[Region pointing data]
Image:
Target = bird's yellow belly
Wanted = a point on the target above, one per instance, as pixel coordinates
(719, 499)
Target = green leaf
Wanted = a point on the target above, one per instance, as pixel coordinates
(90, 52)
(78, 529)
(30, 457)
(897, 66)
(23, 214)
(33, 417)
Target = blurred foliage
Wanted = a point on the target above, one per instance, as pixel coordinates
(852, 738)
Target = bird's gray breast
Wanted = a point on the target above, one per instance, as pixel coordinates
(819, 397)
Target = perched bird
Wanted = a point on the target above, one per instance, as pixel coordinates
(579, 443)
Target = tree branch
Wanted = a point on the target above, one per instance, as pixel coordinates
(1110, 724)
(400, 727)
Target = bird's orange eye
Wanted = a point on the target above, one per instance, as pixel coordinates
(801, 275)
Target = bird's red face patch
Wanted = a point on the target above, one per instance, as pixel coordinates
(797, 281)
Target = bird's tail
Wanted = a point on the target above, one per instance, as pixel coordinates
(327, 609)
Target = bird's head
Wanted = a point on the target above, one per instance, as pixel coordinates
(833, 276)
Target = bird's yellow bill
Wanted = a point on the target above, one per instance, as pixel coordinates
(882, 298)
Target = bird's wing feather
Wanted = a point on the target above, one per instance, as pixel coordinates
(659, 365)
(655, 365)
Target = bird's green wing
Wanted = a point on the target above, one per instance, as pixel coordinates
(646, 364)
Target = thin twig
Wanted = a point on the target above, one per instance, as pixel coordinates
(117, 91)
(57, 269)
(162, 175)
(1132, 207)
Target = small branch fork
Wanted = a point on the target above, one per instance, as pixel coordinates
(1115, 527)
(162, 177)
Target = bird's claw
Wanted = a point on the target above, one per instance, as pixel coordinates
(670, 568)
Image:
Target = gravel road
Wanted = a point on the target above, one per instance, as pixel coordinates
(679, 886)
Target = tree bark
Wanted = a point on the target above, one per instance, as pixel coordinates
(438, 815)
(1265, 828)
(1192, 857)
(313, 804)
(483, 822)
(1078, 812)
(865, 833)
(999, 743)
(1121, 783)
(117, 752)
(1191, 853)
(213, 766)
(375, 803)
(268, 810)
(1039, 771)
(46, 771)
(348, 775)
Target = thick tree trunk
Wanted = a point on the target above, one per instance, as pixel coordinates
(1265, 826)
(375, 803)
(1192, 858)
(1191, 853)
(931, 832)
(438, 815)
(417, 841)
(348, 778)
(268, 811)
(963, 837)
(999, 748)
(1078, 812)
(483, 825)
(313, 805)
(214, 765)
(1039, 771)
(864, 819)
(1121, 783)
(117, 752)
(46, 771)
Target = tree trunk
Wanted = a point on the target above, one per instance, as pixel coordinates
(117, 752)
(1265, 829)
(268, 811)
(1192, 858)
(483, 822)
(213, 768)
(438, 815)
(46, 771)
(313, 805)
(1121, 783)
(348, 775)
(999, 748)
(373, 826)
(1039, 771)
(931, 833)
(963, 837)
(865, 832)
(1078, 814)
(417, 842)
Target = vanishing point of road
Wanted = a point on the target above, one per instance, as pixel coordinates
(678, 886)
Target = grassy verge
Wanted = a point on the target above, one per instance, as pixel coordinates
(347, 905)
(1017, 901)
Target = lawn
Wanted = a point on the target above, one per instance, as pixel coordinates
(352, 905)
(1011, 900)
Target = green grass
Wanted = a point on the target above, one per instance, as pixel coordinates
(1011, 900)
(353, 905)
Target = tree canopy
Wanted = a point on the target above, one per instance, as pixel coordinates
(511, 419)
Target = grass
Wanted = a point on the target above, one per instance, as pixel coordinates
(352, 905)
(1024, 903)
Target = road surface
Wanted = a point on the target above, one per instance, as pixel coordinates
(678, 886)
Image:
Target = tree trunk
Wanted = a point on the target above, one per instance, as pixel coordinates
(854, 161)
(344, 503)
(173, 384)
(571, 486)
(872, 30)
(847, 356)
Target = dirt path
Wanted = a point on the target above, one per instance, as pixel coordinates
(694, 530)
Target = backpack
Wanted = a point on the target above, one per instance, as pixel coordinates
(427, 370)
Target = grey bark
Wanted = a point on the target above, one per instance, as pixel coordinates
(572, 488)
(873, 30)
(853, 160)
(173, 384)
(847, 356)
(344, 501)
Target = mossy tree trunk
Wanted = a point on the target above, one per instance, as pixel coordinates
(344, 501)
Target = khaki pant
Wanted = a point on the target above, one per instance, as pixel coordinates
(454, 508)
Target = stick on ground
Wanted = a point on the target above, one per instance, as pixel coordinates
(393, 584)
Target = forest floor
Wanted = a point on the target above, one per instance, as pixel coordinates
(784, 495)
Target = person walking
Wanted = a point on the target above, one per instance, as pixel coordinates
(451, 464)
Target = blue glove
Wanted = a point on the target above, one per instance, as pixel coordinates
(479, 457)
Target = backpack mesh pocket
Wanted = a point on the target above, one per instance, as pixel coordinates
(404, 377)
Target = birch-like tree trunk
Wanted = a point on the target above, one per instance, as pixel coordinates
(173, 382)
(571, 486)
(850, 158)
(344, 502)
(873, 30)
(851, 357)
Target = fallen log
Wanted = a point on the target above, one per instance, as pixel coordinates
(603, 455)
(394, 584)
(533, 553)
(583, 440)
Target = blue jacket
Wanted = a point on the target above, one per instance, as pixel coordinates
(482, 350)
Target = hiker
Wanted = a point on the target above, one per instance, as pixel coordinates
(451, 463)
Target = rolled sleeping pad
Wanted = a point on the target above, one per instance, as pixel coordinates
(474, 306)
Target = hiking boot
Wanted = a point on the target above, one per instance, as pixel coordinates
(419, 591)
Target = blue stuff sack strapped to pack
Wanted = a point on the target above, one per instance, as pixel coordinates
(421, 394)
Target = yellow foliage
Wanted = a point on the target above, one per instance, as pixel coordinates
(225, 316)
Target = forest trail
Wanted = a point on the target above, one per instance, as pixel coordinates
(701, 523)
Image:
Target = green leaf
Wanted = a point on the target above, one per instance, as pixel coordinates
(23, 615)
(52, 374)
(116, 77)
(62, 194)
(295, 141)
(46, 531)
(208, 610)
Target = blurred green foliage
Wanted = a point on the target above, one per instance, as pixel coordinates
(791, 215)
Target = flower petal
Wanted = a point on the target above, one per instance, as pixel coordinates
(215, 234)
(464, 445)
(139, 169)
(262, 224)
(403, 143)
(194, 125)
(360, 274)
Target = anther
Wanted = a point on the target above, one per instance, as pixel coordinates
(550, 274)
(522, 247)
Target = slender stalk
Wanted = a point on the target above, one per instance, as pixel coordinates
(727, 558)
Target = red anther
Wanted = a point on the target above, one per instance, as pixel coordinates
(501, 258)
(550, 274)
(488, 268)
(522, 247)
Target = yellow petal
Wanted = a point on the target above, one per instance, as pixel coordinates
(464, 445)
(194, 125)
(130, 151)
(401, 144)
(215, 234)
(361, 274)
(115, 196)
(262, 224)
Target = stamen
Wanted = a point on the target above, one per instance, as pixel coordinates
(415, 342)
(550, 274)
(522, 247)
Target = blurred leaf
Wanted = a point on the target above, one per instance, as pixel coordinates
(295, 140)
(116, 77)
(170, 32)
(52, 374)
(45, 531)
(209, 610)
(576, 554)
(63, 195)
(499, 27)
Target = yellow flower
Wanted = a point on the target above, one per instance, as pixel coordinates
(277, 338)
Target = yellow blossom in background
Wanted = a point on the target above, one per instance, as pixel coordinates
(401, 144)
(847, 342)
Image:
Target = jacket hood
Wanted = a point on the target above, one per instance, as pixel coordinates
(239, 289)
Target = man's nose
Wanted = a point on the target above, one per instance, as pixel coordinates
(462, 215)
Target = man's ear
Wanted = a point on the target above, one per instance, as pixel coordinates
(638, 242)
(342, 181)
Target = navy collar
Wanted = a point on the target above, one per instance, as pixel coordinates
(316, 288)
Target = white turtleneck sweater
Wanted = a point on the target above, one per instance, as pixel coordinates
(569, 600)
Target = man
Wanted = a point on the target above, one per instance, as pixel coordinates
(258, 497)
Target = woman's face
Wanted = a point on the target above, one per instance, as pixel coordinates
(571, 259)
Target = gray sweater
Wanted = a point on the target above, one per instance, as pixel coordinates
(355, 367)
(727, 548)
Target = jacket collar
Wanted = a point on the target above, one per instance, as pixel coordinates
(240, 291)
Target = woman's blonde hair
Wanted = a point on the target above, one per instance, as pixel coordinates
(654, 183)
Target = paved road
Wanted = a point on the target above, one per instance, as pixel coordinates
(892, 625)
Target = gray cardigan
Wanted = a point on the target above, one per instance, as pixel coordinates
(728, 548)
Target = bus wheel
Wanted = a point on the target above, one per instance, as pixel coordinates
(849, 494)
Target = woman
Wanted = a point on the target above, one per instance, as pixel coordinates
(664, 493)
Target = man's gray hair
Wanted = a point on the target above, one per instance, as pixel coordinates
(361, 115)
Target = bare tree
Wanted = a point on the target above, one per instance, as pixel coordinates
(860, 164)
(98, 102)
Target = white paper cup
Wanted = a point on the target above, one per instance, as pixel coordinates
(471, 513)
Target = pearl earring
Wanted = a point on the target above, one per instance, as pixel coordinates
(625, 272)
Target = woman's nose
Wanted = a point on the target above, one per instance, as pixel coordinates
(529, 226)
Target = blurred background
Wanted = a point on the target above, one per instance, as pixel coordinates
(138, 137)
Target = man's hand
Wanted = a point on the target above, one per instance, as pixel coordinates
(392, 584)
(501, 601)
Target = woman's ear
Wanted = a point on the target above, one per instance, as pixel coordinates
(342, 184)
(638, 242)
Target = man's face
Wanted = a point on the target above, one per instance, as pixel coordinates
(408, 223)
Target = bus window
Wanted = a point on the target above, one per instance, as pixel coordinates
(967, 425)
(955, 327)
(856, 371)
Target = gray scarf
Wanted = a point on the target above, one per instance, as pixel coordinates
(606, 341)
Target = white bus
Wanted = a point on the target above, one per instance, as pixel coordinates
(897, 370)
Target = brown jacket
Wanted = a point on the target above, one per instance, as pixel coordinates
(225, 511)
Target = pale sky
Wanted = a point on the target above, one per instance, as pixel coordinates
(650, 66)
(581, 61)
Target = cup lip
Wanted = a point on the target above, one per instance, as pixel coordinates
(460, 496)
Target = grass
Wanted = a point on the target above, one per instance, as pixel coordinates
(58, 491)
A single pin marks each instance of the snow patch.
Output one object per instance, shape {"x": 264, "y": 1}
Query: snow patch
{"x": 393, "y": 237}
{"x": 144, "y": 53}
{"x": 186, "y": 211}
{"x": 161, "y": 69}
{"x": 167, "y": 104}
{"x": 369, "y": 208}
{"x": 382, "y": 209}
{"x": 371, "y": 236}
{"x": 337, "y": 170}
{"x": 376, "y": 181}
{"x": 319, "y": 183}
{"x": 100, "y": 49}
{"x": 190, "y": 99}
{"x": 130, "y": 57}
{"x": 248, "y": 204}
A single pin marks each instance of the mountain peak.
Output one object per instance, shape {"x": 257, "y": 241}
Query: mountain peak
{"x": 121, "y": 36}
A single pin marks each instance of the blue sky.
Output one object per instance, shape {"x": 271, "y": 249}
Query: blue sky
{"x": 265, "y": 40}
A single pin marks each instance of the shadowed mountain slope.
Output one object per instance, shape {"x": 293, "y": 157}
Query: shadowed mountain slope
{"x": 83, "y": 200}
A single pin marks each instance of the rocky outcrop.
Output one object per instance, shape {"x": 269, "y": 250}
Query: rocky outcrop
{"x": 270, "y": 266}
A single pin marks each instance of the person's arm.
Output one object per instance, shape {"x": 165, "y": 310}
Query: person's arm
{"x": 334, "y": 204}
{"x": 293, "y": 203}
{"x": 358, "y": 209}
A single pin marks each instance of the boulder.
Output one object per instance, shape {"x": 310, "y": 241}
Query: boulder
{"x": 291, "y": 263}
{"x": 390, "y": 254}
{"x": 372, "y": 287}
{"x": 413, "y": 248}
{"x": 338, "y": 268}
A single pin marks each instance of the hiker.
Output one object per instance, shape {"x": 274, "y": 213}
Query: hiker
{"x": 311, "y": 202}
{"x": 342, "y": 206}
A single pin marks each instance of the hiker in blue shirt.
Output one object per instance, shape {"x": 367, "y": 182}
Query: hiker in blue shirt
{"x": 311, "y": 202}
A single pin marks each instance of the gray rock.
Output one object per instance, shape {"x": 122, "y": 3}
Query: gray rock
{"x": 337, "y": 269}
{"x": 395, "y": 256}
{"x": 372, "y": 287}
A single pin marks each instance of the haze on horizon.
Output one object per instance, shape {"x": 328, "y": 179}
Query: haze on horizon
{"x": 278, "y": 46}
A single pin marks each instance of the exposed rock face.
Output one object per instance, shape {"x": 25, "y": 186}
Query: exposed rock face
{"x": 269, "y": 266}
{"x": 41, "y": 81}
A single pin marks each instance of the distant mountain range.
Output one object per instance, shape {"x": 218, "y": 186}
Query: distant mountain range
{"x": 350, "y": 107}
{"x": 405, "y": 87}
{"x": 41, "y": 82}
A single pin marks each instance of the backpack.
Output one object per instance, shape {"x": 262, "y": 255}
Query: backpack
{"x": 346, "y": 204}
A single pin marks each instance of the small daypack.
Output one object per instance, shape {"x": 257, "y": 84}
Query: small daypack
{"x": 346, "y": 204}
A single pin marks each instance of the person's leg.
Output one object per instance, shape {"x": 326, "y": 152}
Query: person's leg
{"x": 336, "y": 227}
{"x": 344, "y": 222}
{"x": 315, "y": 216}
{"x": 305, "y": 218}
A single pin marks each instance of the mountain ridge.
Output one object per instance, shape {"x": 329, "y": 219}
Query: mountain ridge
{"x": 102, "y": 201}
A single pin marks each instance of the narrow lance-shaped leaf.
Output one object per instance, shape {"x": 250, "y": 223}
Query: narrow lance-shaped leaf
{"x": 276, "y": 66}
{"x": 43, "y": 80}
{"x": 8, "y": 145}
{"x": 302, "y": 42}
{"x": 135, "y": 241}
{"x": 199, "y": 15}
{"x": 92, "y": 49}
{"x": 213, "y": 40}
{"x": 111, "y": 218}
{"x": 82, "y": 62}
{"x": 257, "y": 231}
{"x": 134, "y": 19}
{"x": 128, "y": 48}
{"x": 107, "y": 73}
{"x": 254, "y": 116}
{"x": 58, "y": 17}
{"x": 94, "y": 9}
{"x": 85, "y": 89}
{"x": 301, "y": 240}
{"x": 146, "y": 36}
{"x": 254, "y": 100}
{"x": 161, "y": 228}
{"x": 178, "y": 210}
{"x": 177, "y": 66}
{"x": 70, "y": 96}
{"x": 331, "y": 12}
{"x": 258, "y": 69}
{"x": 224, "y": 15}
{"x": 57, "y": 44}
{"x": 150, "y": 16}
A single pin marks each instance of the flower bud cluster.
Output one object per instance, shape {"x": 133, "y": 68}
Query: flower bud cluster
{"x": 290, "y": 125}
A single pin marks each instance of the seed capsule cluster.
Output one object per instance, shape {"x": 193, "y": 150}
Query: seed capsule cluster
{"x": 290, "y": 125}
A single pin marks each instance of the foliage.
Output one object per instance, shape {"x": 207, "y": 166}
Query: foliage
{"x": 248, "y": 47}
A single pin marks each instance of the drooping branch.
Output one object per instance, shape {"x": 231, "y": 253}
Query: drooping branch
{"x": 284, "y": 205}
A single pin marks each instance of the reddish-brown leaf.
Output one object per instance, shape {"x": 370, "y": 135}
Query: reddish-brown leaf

### WORK TASK
Look back at the entries above and repeat, unchanged, every line from the line holding "Target = woman's ear" through the line holding "Target = gray scarf".

### SOLUTION FOR THIS PROBLEM
Target = woman's ear
Wanted = a point on the target above, one per instance, as pixel coordinates
(342, 184)
(638, 242)
Target = man's face
Wanted = a point on the target above, one per instance, as pixel coordinates
(408, 223)
Target = bus window
Wanted = a point on the target above, one per instance, as pixel coordinates
(967, 425)
(955, 327)
(856, 371)
Target = gray scarf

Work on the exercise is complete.